__Actions demandées__.
**A)** Selon l'extrait choisi, combien de méthodes calorimétriques existent réellement, et lesquelles ?
**B)** Recopiez le passage de l'extrait choisi allant de "L’enseignement de la chimie est" à "dictionnaires de chimie.", en substituant "apothicaires" à "alchimistes".

__Extrait choisi__.
# # # # #

On arrive, sous la préoccupation dominante des examens, à augmenter outre mesure le nombre des appareils décrits, ce qui présente de graves inconvénients. Quand, par exemple, on donne treize méthodes calorimétriques, comme dans certains ouvrages destinés à l’enseignement, on trompe les élèves en leur laissant croire qu’elles ont une existence réelle ; en fait, il y en a deux : la calorimétrie à eau et la calorimétrie à glace. En outre, en décrivant ces méthodes au pas de course, comme on est obligé nécessairement de le faire, on passe sous silence la seule chose intéressante et utile à connaître : le degré de précision. On ne trouverait pas un élève sur cent qui soupçonne quel intérêt il y a à se servir en calorimétrie de thermomètres donnant le centième de degré plutôt que le dixième. La seule impression qui puisse rester de ces descriptions d’appareils est que leur choix est surtout une question de mode. Il n’en résulte aucune notion de ce que peut être une expérience de mesure.

L’enseignement de la chimie n’est pas naturellement meilleur. Voici comment s’exprimait le grand chimiste Dumas dans l’instruction de 1854 sur le plan d’études des lycées à propos de cette science. Les lignes suivantes sont aussi vraies aujourd’hui qu’elles l’étaient de son temps.

Rien de plus facile, avec la souplesse et la sûreté de mémoire qu’on rencontre chez nos jeunes élèves, que de leur faire apprendre par cœur un cours de chimie. Ils retiendront tout, principes généraux, formules, chiffres, développements, et pourront se faire illusion sur leur savoir réel, mais, à peine sortis du lycée, il s’apercevront qu’ils s’étaient bien trompés, car il ne restera rien de ce qu’ils avaient si aisément appris.

Plus d’un demi-siècle s’est écoulé et l’enseignement n’a pas été amélioré. Voici ce qu’écrit M. H. Le Châtelier dans le travail cité plus haut.

L’enseignement de la chimie est celui qui est le plus en souffrance ; il a conservé de la tradition des alchimistes, des collections de recettes, de préparations souvent démodées, et des listes de petits faits certainement intéressants en eux-mêmes, mais dont la place serait plutôt dans les dictionnaires de chimie.

Les lois générales, ou tout au moins les relations qualitatives d’analogie et de causalité, là où les lois précises font défaut, sont tout à fait laissées au second plan. Les listes des petits faits sont stériles, parce qu’il y a bien peu de chances que ceux que l’on a appris soient précisément ceux que l’on ait besoin de connaître plus tard.

# # # # #

[Extrait du jeu de données]
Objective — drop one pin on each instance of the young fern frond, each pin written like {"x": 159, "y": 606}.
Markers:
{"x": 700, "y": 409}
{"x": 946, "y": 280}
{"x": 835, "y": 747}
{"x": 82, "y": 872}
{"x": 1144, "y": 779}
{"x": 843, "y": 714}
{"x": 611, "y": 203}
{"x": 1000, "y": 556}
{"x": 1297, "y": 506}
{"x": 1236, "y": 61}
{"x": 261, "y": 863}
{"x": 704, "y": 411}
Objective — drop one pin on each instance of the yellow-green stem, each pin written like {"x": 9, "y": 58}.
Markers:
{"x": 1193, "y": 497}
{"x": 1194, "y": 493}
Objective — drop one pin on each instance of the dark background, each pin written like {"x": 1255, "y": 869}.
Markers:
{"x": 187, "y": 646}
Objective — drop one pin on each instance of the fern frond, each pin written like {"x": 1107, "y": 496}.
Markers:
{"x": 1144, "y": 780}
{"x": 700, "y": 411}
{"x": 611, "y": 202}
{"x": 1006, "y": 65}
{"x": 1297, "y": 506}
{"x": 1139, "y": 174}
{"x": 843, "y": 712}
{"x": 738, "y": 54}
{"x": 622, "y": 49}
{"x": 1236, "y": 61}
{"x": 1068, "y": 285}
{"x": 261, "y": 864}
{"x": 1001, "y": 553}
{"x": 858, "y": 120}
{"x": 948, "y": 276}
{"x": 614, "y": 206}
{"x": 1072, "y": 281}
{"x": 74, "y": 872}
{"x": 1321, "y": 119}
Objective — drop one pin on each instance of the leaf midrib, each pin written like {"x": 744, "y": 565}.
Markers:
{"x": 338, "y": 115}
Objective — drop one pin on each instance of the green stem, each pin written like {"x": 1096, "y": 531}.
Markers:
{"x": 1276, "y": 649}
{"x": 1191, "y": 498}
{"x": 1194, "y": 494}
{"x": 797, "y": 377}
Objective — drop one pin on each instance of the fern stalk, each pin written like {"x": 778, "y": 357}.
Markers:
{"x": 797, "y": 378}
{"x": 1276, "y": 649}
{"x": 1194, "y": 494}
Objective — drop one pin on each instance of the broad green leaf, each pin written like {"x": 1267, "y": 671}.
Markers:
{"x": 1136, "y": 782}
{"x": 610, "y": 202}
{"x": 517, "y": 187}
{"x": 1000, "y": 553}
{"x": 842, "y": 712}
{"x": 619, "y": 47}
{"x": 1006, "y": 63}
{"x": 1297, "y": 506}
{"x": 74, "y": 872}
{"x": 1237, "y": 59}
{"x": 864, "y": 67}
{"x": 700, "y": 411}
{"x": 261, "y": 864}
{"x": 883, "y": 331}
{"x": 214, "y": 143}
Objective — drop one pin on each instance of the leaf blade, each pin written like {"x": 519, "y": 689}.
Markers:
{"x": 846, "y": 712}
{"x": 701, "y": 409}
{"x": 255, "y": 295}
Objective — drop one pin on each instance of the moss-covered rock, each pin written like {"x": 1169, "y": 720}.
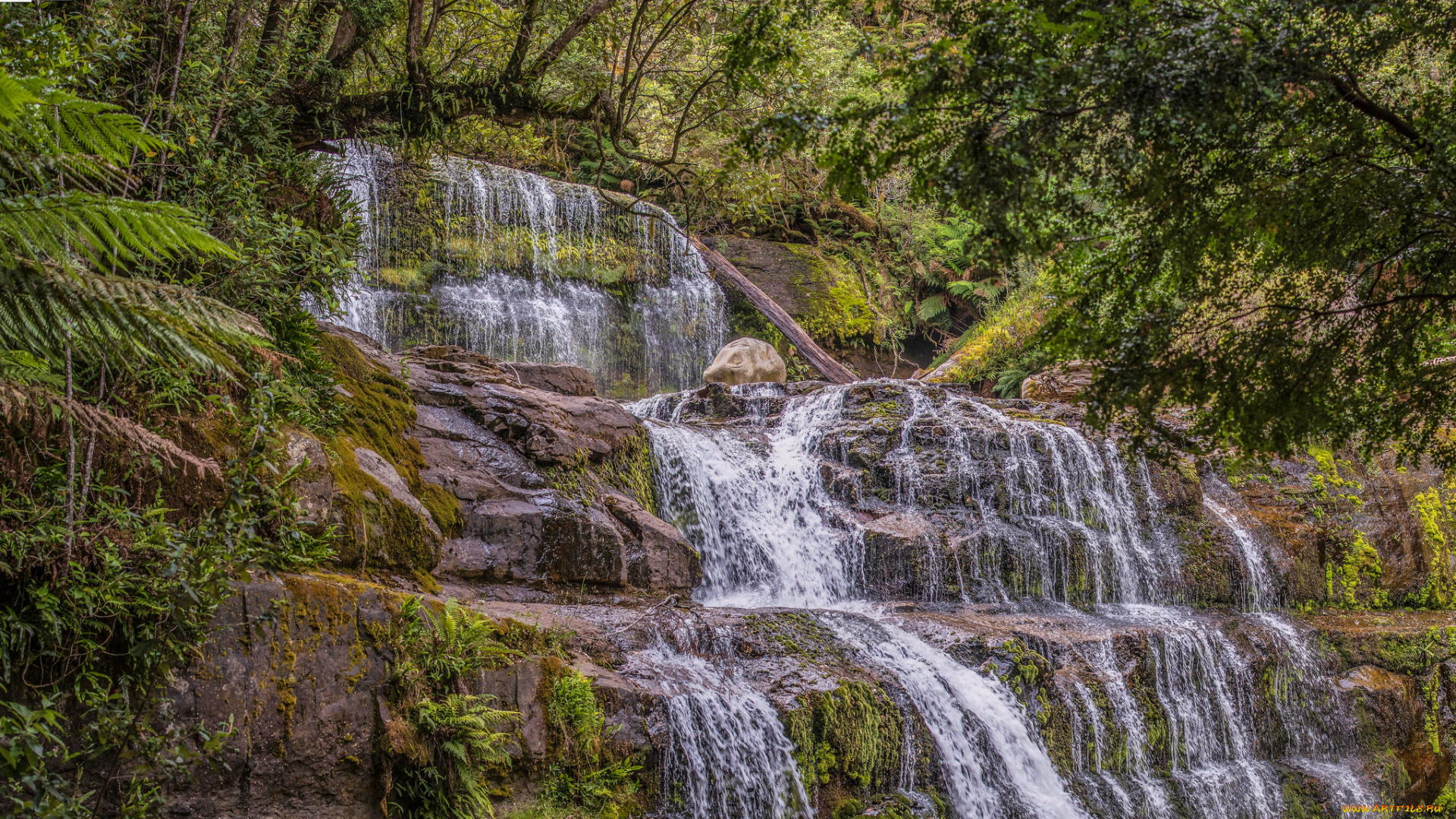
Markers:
{"x": 388, "y": 516}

# # # # #

__Réponses par consigne__.
**A)** Il y en a deux : la calorimétrie à eau et la calorimétrie à glace.

**B)**
L’enseignement de la chimie est celui qui est le plus en souffrance ; il a conservé de la tradition des apothicaires, des collections de recettes, de préparations souvent démodées, et des listes de petits faits certainement intéressants en eux-mêmes, mais dont la place serait plutôt dans les dictionnaires de chimie.